------ PARTIE TEXTE ------

L’ENTV nous a honorés jeudi de quelques minutes nous montrant en son et images notre président en conversation joviale avec John Kerry. Nous avons entendu le ministre américain lui demander ce que l’Amérique pouvait faire concrètement et immédiatement pour aider l’Algérie (notre raison d’être sur la Terre et celle de notre diplomatie est de toujours quémander de l’aide aux uns ou aux autres), et notre président répondre : « de la technologie » ; puis, un instant après, « de l’intelligence ». Je n’ai pas saisi, en dépit de mes efforts, le reste des brefs moments de la discussion diffusés, ni donc la réponse du ministre américain qui ne pouvait être, s’agissant d’un homme intelligent, qu’embarrassée.
Et que font les Américains quand ils sont embarrassés ? Ils se laissent aller à un rire aux éclats, histoire de se donner le temps de trouver la parade. Car si le président avait à l’esprit la technologie, civile ou militaire, Kerry aurait immédiatement compris la nature de sa demande. Mais comment ferait-il pour lui donner, vendre ou prêter de l’intelligence ? S’il n’avait été un bon diplomate et un homme bien élevé, il aurait pu lui rétorquer : « Et le 4e mandat, c’est intelligent » ?

------ DONNÉES BRUTES ------

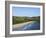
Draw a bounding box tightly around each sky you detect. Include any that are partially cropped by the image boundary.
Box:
[12,7,40,17]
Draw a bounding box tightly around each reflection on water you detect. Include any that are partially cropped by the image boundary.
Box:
[13,21,40,31]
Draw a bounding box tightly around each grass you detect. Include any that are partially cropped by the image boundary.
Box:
[12,16,40,25]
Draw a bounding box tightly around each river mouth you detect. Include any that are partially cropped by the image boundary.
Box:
[13,21,40,31]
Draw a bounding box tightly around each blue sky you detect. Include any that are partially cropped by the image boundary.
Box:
[12,7,40,17]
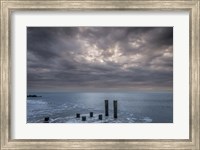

------

● **TRAVAIL À FAIRE**
1. Réécrivez plus brièvement le paragraphe du texte sur l'échange avec John Kerry qui commence par « L'ENTV nous a honorés », en conservant ses faits principaux.
2. D'après le texte sur l'échange avec John Kerry, expliquez pourquoi la seconde demande du président aurait embarrassé le ministre américain, et pourquoi les Américains rient aux éclats dans ce cas.
3. Rédigez la suite du texte sur l'échange avec John Kerry, à partir de la dernière phrase.

● **RÉPONSES AUX TÂCHES**
1. Jeudi, l'ENTV a diffusé quelques minutes d'une conversation joviale entre notre président et John Kerry. Le ministre américain lui a demandé ce que l'Amérique pouvait faire concrètement et immédiatement pour aider l'Algérie. Le président a répondu « de la technologie », puis « de l'intelligence ». Le reste de l'échange, dont la réponse de Kerry, était inaudible, mais cette réponse ne pouvait être qu'embarrassée de la part d'un homme intelligent.

2. Kerry aurait aussitôt compris une demande de technologie, civile ou militaire, mais il ne pouvait ni donner, ni vendre, ni prêter de l'intelligence. Quand ils sont embarrassés, les Américains rient aux éclats pour se donner le temps de trouver la parade.

3.
Notre président disait en quelque sorte au secrétaire d’Etat : « Il nous reste un peu de pétrole à vendre mais nous n’avons jamais eu d’idées ». Il a raison en cela car si nous en avions eu de bonnes, cela se serait vu et il en serait resté quelque chose car l’intelligence ne s’évapore pas comme les hydrocarbures, elle se renouvelle par sa propre dynamique. Tout peut disparaître dans un pays, sauf l’intelligence quand elle existe et tant qu’il y a de la vie pour la porter. Par contre nous avons souvent eu de très mauvaises idées, comme Bouteflika avec le 4e mandat : un véritable attentat contre l’intelligence nationale et la sûreté mentale de l’Etat, crime malheureusement non répertorié dans notre code pénal.
Les Etats-Unis ont beaucoup plus de pétrole et de gaz non conventionnel que nous, et bien sûr infiniment plus d’idées puisqu’on leur en quémande. Les deux pays ont en commun d’avoir eu à des moments différents de l’Histoire la même bonne idée : celle de conquérir leur indépendance. Nous avons tout loisir d’admirer ce qu’eux ont fait de cette idée – la plus grande puissance du monde dans tous les domaines sans exception – et pas assez de toutes les larmes de la planète pour pleurer sur ce que nous avons fait de la nôtre. Pourquoi ?
Parce que leur indépendance a été prise en charge par l’intelligence, quand la nôtre a été brutalement confisquée par l’ignorance qui nous gouverne à ce jour, nous ramenant au stade colonial. Et si l’on voulait fouiner un peu plus dans l’histoire de l’intelligence politique américaine pour savoir ce qui a poussé les Américains à se révolter contre la couronne britannique, on trouverait que, plus qu’une question d’impôts ou de coton, c’était une idée-force véhiculée par un livre intitulé « Common Sense » (« Le Sens commun ») paru en 1776 et rédigé par un… Anglais du nom de Thomas Paine, qui les avait exaltés. Ils ne voulaient plus d’un nouveau mandat britannique !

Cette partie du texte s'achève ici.